Task list >>
a) In the post on busyness, how many email apps does the writer run, and what kinds are they?
b) Sum up the post on busyness in two sentences.
c) For each statement, say whether it agrees with the post on busyness, answering yes or no and quoting the words of the post that decide it.
(i) The writer receives news alerts from Google News without having asked for them.
(ii) Seth Godin wrote a post called "Without a keyboard".
(iii) The quoted passage says professional programmers do their programming with a swipe.

Selected extract >>
+ + + + +
- the quality or condition of being busy.
- lively but meaningless activity.
We’ll do most anything to stay busy.
I’m guilty. Are you? Do you check your messages on your phone while you’re sitting in your car at the stoplight? When’s the last time you listened to some good music in your car, instead of getting that one more “catch-up” conversation done? Do you take your phone with you to the gym, to dinner with friends, to a sporting event? Do you check your Facebook app when you get a few extra minutes? Twitter? Do you feel that constant need to be connected? I most often do.
Does this feel like addiction to you? It does to me!
And how about your office or workspace? I run two different email apps – one personal, one business. I get news alerts from Google news because I asked for them. And I get Facebook messages, LinkedIN messages, and Twitter alerts. On my desktop. Oh, and on my tablet, and on my phone too. And speaking of phone, I get phone calls, voice messages, and texts. And KIK messages, and alerts from my app, and….and….and.
Busyness really IS addictive, isn’t it? It feels SO GOOD to be busy. We feel like we’re making progress, putting our hours to good use, pushing things forward.
But are we really?
Here’s how silly we look.
- Imagine your postman delivering your mail one item at a time.
- You see him drop it off, and you run to the box to retrieve it.
- You come back in your home, open it, and it’s an invoice.
- You sit down at your computer, make the payment online or write the check, and send it immediately.
- He drops off a new item.
- You run to the box to see what it is and retrieve it.
- You come back into your home, open it, and it’s a letter.
- You sit down, write your reply, and drop it in the outgoing mail.
- You check the box, and there’s another envelope! Oh, goody! Something else to do!
You get the point. You’ve only reacted to incoming messages, and it’s taken all your time.
Here’s something else to think about.
Seth Godin recently wrote a post called, “Without a keyboard”. Here it is:
“When the masses only connect to the net without a keyboard, who will be left to change the world?
It is possible but unlikely that someone will write a great novel on a tablet. You can’t create the spreadsheet that changes an industry on a smart phone. And professional programmers don’t sit down to do their programming with a swipe.
Many people are quietly giving away one of the most powerful tools ever created—the ability to craft and spread revolutionary ideas. Coding, writing, persuading, calculating—they still matter.
Yes, of course the media that’s being created on the spot, the live, the intuitive, this matters. But that doesn’t mean we don’t desperately need people like you to dig in and type.
The trendy thing to do is say that whatever technology and the masses want must be a good thing. But sometimes, what technology wants isn’t what’s going to change our lives for the better.
The public square is more public than ever, but minds are rarely changed in 140 character bursts and by selfies.”
So let me ask you this:
What are YOU doing to change the world in your own way? How are YOU giving away “one of the most powerful tools ever created—the ability to craft and spread revolutionary ideas”? What about YOUR agenda, YOUR ideas, YOUR contributions?
+ + + + +
Material provided >>

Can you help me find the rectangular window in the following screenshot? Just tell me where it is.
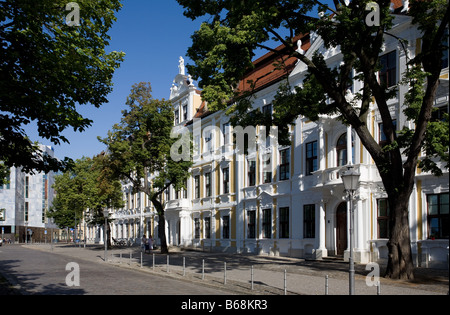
[164,186,170,202]
[377,198,390,238]
[262,104,273,118]
[247,210,256,238]
[379,50,397,88]
[181,179,187,199]
[194,218,200,239]
[0,173,11,189]
[222,167,230,194]
[174,109,180,125]
[205,173,211,197]
[222,215,230,239]
[248,161,256,186]
[427,193,449,239]
[194,175,200,199]
[431,105,448,121]
[303,205,316,238]
[263,158,272,184]
[280,149,291,180]
[24,202,29,222]
[25,176,30,198]
[378,119,397,147]
[222,123,231,144]
[262,209,272,238]
[306,141,318,176]
[183,105,188,121]
[204,217,211,239]
[280,208,289,238]
[441,28,449,69]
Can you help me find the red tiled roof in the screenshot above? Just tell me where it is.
[238,34,311,92]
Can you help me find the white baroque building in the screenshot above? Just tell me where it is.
[109,7,449,267]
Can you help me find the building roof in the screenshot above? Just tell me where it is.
[238,34,311,92]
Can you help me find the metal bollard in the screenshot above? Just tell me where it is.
[223,262,227,284]
[250,265,254,291]
[202,259,205,280]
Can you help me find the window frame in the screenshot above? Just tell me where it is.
[305,140,319,176]
[222,167,230,194]
[279,148,291,181]
[378,50,398,88]
[204,172,212,197]
[221,214,231,240]
[278,207,290,238]
[261,208,272,239]
[426,192,449,239]
[303,204,316,238]
[247,210,256,239]
[377,198,391,239]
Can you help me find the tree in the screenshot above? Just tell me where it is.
[177,0,449,279]
[0,0,124,180]
[48,154,123,246]
[99,82,192,253]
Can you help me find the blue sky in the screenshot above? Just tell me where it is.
[25,0,328,163]
[25,0,202,159]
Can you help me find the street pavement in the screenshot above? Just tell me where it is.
[0,245,229,295]
[0,244,449,295]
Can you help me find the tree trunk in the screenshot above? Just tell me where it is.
[385,194,414,280]
[158,210,169,254]
[151,197,169,254]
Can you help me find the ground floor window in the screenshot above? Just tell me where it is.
[205,217,211,239]
[194,218,200,239]
[247,210,256,238]
[222,215,230,239]
[377,198,390,238]
[303,205,316,238]
[262,209,272,238]
[280,207,289,238]
[427,193,449,239]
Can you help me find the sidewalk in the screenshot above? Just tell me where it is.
[20,244,449,295]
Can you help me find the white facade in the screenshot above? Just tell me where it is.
[110,15,449,267]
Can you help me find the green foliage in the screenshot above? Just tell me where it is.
[49,154,123,228]
[0,0,124,178]
[99,82,192,205]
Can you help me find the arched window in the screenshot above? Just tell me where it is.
[336,133,355,166]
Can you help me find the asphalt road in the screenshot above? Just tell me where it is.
[0,246,229,295]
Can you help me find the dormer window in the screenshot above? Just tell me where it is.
[183,105,188,121]
[175,109,180,125]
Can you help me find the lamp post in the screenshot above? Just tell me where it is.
[103,209,109,262]
[341,165,360,295]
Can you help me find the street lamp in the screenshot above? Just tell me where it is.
[103,209,109,262]
[341,165,361,295]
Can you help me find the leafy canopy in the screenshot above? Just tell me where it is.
[0,0,124,178]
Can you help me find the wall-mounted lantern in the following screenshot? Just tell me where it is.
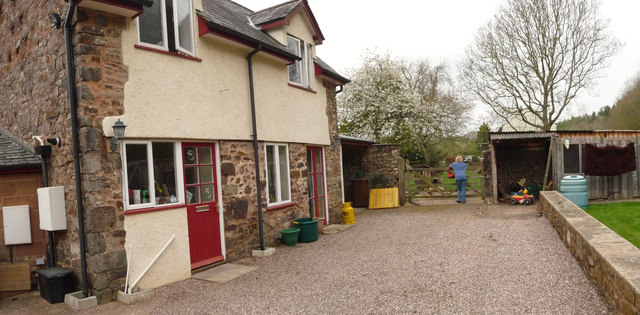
[111,118,127,151]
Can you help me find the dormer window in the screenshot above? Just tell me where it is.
[287,36,313,88]
[138,0,194,55]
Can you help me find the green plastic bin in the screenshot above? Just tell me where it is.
[293,218,318,243]
[280,228,300,246]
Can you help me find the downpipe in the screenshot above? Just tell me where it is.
[247,44,265,250]
[64,0,89,298]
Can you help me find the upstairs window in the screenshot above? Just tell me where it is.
[138,0,194,55]
[287,36,313,88]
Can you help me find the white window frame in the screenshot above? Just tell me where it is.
[287,35,313,88]
[264,143,291,207]
[136,0,196,56]
[120,140,185,211]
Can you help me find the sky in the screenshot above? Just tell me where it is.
[234,0,640,130]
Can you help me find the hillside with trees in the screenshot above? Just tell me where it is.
[558,74,640,130]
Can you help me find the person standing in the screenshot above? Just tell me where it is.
[449,155,467,203]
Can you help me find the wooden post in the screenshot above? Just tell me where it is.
[491,142,498,204]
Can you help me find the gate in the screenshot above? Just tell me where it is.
[405,163,485,202]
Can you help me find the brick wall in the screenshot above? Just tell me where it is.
[540,191,640,314]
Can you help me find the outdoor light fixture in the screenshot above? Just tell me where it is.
[331,134,341,151]
[49,13,62,29]
[110,118,127,151]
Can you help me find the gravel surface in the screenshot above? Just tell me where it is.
[0,204,609,314]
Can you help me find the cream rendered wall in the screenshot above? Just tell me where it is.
[103,1,330,145]
[124,208,191,292]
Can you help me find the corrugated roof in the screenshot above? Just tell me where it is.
[338,135,377,144]
[0,129,41,170]
[489,131,556,140]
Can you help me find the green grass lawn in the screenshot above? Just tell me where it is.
[585,202,640,248]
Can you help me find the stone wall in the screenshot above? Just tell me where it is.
[74,10,128,303]
[0,0,127,303]
[220,141,309,260]
[364,144,401,187]
[540,191,640,314]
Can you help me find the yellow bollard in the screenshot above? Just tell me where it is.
[342,202,356,224]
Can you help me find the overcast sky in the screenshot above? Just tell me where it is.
[236,0,640,128]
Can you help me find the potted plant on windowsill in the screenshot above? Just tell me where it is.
[369,173,399,209]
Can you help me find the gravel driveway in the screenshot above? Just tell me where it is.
[1,203,609,314]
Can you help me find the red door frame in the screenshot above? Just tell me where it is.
[181,142,224,269]
[307,147,327,224]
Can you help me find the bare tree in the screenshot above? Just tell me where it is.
[460,0,620,130]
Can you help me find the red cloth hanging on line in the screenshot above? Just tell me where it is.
[584,143,636,176]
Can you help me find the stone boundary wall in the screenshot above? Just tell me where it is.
[540,191,640,314]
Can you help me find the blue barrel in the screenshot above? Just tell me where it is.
[560,175,589,209]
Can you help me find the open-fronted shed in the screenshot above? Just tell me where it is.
[486,130,640,202]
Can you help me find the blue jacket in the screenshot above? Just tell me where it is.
[449,162,467,180]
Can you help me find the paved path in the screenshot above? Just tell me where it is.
[0,203,608,314]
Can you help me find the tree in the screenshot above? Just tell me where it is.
[460,0,620,130]
[338,52,468,162]
[476,123,490,150]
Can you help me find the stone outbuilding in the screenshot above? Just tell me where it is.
[485,130,640,202]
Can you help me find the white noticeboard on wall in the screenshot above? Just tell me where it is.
[2,205,31,245]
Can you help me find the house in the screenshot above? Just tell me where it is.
[0,0,349,303]
[485,130,640,202]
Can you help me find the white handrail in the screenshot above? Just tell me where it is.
[127,234,176,294]
[124,244,133,293]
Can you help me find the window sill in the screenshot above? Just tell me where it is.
[133,44,202,62]
[267,202,297,211]
[289,83,318,94]
[124,203,187,215]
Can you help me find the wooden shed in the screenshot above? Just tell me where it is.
[486,130,640,202]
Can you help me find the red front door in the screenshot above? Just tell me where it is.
[182,143,224,269]
[307,147,327,223]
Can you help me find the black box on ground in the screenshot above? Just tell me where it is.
[36,267,73,304]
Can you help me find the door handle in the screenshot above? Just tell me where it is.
[196,205,209,212]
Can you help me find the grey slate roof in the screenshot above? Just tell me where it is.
[0,130,41,170]
[197,0,349,83]
[314,57,351,83]
[249,0,302,25]
[198,0,300,59]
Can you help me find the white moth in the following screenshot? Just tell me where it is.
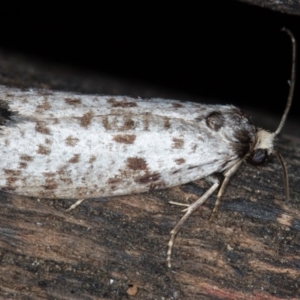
+ + + + +
Responses for each task >>
a) Two: one personal and one business.

b) The post argues that busyness is addictive and feels like progress, but that constantly checking messages leaves people only reacting to what comes in. It then quotes Seth Godin's warning that people who connect only without a keyboard are giving away the ability to craft and spread revolutionary ideas, and it asks readers what they are doing to change the world in their own way.

c)
(i) No: "I get news alerts from Google news because I asked for them."
(ii) Yes: "Seth Godin recently wrote a post called, “Without a keyboard”."
(iii) No: "And professional programmers don’t sit down to do their programming with a swipe."